_Work instruction_
Restate word for word the lines of the entries below, starting with the line that holds "Audit log entry: the grassy" and ending with the line that holds "Audit log entry: the stone", and no others.

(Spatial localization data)
-- Opening Marker --

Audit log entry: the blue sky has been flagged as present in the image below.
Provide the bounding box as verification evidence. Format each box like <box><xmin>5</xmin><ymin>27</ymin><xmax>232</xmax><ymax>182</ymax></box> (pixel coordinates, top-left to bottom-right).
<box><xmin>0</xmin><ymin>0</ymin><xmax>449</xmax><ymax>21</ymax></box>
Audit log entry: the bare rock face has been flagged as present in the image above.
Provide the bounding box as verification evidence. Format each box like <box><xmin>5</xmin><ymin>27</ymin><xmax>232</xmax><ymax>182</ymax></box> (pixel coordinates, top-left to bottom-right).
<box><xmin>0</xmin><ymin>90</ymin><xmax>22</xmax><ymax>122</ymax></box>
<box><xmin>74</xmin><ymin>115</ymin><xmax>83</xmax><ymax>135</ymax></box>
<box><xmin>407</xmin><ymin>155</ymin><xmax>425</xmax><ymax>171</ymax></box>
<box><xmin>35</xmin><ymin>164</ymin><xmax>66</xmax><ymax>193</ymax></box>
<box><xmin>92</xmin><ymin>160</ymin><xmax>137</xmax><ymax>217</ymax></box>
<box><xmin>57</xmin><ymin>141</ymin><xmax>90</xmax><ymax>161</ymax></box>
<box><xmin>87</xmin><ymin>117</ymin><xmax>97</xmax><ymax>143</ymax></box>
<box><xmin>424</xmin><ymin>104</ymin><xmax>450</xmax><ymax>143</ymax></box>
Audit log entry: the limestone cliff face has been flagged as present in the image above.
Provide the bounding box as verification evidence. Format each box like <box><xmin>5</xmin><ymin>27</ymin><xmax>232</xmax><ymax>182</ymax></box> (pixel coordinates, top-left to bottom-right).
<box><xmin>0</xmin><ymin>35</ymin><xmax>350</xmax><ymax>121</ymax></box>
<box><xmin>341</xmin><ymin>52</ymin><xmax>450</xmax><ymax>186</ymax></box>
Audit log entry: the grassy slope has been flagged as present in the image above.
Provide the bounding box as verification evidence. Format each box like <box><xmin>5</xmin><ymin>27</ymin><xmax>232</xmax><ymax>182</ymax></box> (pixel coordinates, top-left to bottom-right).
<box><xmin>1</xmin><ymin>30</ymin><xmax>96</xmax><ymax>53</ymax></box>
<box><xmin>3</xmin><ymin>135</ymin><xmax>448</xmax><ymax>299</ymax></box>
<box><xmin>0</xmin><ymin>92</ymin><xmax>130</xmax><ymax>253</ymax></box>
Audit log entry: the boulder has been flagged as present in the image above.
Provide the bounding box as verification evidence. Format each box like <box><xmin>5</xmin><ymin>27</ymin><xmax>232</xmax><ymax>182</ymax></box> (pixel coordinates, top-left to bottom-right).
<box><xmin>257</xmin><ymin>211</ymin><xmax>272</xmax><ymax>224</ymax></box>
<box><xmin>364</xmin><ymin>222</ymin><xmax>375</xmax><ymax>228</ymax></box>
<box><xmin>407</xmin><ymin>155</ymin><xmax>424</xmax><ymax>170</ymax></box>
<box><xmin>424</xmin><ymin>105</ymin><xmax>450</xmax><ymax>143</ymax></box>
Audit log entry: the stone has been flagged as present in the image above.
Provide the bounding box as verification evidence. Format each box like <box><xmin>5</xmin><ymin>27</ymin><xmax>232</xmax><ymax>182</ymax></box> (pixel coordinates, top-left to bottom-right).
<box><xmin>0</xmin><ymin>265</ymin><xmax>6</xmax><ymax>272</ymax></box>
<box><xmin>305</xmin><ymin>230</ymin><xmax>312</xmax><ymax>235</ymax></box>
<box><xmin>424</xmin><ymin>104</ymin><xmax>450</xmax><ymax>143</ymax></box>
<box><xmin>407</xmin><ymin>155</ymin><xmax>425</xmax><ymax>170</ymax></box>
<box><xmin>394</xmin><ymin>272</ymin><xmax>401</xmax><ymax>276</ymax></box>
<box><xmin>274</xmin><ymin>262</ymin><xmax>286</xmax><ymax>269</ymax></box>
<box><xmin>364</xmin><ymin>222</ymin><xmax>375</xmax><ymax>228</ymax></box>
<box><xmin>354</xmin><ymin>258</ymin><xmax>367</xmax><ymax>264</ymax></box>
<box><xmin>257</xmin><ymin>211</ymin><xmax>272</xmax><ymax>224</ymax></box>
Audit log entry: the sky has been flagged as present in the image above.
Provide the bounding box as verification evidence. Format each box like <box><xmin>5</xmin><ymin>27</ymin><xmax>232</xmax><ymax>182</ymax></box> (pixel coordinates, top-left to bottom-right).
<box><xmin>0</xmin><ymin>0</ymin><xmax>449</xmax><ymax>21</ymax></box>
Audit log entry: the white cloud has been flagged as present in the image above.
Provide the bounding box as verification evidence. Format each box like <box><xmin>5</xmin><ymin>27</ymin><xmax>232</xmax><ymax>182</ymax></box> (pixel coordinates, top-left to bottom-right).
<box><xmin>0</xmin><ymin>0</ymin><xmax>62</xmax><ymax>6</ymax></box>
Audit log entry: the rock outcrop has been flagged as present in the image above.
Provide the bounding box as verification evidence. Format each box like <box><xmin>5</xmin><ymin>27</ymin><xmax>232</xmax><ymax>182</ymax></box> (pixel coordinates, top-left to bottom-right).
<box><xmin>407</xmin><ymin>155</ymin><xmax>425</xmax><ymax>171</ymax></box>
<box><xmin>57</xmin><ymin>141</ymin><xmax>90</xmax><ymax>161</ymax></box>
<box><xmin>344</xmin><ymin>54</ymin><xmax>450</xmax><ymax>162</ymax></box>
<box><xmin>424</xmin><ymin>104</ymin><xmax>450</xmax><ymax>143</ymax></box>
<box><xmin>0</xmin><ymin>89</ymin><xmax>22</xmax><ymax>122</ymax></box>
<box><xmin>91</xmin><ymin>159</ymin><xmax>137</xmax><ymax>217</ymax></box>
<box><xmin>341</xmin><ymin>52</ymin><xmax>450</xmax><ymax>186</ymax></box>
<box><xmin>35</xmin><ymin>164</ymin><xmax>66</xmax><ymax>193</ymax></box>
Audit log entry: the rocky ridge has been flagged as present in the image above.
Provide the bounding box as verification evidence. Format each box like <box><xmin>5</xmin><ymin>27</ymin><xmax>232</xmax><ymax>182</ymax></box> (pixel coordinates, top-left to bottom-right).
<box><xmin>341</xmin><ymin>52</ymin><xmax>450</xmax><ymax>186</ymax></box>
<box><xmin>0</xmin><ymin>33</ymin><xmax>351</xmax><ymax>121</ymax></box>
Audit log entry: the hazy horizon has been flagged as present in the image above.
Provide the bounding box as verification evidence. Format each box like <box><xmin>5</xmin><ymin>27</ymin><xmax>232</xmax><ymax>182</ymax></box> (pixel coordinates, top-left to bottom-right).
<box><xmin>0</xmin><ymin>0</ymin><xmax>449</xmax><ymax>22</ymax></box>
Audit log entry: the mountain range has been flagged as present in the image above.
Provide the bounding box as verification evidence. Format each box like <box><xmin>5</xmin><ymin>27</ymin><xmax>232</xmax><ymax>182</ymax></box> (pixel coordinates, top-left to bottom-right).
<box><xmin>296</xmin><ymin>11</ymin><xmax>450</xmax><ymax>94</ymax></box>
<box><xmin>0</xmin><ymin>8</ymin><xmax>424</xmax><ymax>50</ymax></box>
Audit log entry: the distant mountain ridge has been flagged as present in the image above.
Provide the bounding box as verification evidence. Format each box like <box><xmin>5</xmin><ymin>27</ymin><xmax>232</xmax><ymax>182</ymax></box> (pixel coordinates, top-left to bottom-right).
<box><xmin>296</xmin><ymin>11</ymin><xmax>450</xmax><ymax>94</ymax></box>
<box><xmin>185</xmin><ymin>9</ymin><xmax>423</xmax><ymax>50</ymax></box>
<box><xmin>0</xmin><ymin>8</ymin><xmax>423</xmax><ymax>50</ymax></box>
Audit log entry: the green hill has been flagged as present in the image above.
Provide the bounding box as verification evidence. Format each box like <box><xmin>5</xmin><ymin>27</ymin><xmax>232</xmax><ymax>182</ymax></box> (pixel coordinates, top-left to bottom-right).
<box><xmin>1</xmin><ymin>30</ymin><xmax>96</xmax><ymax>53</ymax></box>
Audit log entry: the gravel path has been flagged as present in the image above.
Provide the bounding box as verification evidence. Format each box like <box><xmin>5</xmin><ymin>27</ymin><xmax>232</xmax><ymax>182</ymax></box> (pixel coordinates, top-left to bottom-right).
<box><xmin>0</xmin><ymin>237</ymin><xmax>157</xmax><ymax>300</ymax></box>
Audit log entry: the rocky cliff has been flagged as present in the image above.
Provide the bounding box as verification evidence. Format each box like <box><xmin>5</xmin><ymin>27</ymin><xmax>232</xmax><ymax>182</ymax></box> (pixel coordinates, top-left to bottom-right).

-- Closing Marker --

_Task answer_
Audit log entry: the grassy slope has been flagged as present in the image above.
Provide the bounding box as verification evidence. Format each box like <box><xmin>5</xmin><ymin>27</ymin><xmax>232</xmax><ymax>182</ymax></box> (pixel coordinates, top-left to bottom-right).
<box><xmin>1</xmin><ymin>30</ymin><xmax>96</xmax><ymax>53</ymax></box>
<box><xmin>3</xmin><ymin>135</ymin><xmax>448</xmax><ymax>299</ymax></box>
<box><xmin>0</xmin><ymin>92</ymin><xmax>130</xmax><ymax>253</ymax></box>
Audit log entry: the boulder has been flagged as present in the image above.
Provide the bounding box as verification evidence. Format each box like <box><xmin>5</xmin><ymin>27</ymin><xmax>232</xmax><ymax>182</ymax></box> (pixel coordinates, top-left to bottom-right).
<box><xmin>257</xmin><ymin>211</ymin><xmax>272</xmax><ymax>224</ymax></box>
<box><xmin>364</xmin><ymin>222</ymin><xmax>375</xmax><ymax>228</ymax></box>
<box><xmin>407</xmin><ymin>155</ymin><xmax>424</xmax><ymax>170</ymax></box>
<box><xmin>424</xmin><ymin>105</ymin><xmax>450</xmax><ymax>143</ymax></box>
Audit log entry: the stone has been flagged as present in the image above.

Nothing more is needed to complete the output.